_本文_
僕が出入りしたのは高校から大学までの1970年代の10年間ほどだったけれど、
ここの珈琲は独特の濃さと香りそれに苦味を持つものだった。
カウンターもあったが、奥の広くはない半地下になったコンクリートの床と冷たいビニール張りのソファ。
そこには少し湿り気の混じった空気とともに、いつも紫煙が立ち込めていた。
窓のないその半地下というのが、どこか隠れ家かアジトのようで、まさにアンダーグラウンド。
僕ら両切りのshort Peaceを喫う若者だけでなく、きっと怪しい人たちや作家もどき、あるいは
吉村氏が言うようにそれこそスノッブな文化人と呼ばれる連中も出入りしていたに違いない。
すぐ近くにはまだ福岡アメリカンセンターの白い瀟洒な建物もあり、福岡の若い作家の個展や
映像展をはじめ、多くのアメリカ実験映画や現代美術関連のスライドショーや講演も頻繁に行っていた。
来日したクリストやドナルド・ジャッドのトークもワイン片手にすぐ間近で直に聞けたものだ。
それらの帰りは余韻を引きずりながら、決まって「ばんぢろ」でその続きを語り合うのがつねだった。
こういう記憶は、何かのきっかけがないと自分からは中々思い出さないもの。
それはほぼ同世代の吉村氏もまた、おなじ空気を感じそれを呼吸していたからだろう。
いまの新型コロナウイルスの「空気」のなかで、若いひとどうしが愉しむ珈琲の苦味や
スピリッツの刺激は、いったいどんな味として刻まれ記憶の中に残っていくのだろうか。
埋めようのない空虚にも似た味のことを、いつか聞かせてほしい。

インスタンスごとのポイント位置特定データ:
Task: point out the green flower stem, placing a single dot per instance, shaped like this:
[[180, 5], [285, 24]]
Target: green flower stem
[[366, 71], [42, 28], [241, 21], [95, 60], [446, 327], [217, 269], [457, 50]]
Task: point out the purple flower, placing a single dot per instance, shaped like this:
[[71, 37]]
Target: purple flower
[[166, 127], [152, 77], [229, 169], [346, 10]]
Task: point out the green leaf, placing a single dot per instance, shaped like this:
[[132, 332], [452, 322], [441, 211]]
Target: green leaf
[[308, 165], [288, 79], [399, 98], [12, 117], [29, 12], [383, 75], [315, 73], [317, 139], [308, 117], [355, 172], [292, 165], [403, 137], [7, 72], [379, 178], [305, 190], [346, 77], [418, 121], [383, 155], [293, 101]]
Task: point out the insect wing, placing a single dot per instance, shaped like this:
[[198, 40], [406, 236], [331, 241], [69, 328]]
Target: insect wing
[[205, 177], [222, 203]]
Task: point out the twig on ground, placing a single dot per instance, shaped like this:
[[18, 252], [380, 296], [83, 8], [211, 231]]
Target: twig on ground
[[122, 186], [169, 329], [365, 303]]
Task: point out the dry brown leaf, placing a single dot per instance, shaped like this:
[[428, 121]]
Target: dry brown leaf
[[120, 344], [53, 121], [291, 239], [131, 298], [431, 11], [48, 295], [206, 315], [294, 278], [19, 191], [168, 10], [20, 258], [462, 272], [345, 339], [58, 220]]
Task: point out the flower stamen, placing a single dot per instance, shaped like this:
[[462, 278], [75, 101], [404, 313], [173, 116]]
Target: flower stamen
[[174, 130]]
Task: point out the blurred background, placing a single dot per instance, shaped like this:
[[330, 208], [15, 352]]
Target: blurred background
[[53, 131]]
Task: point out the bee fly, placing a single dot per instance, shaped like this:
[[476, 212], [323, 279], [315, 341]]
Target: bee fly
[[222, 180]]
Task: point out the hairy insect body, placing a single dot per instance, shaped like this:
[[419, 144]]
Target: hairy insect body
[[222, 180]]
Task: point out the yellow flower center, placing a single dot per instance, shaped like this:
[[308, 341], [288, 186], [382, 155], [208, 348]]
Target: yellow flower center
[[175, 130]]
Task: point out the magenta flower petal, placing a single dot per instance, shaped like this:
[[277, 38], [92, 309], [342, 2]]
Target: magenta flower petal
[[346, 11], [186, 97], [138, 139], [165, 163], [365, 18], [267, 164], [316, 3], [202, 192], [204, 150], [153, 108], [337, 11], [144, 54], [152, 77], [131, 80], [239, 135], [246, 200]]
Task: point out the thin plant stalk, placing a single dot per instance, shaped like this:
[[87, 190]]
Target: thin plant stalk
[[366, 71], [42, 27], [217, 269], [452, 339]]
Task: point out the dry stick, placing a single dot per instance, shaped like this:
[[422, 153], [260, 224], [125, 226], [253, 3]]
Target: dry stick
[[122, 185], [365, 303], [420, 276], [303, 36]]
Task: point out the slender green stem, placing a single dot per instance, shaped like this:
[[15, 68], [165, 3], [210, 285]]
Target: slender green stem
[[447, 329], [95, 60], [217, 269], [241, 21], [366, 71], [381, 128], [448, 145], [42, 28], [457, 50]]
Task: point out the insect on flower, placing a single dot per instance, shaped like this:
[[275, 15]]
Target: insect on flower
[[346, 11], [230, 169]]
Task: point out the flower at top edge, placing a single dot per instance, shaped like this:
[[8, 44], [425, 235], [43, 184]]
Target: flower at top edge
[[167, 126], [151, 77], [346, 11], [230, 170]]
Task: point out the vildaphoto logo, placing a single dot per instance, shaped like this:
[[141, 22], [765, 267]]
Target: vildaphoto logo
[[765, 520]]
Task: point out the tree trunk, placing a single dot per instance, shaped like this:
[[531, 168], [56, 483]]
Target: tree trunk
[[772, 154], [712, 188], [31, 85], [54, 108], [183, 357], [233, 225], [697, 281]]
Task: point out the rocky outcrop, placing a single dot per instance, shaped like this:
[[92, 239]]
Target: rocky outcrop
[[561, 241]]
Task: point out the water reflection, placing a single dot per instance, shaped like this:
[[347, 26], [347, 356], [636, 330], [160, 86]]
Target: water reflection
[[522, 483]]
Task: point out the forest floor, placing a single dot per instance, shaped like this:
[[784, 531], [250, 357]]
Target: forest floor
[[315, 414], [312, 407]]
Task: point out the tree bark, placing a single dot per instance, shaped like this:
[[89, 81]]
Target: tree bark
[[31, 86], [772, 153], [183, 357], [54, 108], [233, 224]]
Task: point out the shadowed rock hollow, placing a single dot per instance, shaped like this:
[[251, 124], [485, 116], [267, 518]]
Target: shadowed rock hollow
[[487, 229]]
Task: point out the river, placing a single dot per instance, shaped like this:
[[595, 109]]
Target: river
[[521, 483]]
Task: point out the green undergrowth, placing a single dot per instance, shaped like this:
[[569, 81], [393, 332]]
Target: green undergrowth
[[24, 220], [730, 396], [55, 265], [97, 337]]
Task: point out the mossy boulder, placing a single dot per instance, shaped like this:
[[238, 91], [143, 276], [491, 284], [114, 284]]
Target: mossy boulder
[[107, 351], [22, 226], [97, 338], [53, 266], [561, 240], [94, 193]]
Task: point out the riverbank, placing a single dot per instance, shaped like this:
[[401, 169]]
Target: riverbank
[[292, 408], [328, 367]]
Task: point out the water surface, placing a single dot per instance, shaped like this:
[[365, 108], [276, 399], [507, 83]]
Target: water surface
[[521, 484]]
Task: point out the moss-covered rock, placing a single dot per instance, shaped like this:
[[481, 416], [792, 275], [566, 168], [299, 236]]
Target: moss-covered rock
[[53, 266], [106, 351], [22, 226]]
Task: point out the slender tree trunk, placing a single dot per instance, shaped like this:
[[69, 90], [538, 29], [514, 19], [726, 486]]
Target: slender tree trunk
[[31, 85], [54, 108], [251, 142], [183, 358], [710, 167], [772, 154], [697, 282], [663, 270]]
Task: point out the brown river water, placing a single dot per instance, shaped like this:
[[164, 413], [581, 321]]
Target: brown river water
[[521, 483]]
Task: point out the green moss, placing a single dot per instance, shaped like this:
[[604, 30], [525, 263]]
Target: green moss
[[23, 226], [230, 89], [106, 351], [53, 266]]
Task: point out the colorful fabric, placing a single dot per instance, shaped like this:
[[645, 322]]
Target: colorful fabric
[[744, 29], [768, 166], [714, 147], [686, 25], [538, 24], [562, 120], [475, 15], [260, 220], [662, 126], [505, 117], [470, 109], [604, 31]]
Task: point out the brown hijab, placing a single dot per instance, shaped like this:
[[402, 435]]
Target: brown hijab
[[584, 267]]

_問題文_
本文で、筆者がこの珈琲の店に出入りしていた時期はいつだと書かれているかを答えなさい。

_解答_
高校から大学までの1970年代の10年間ほど。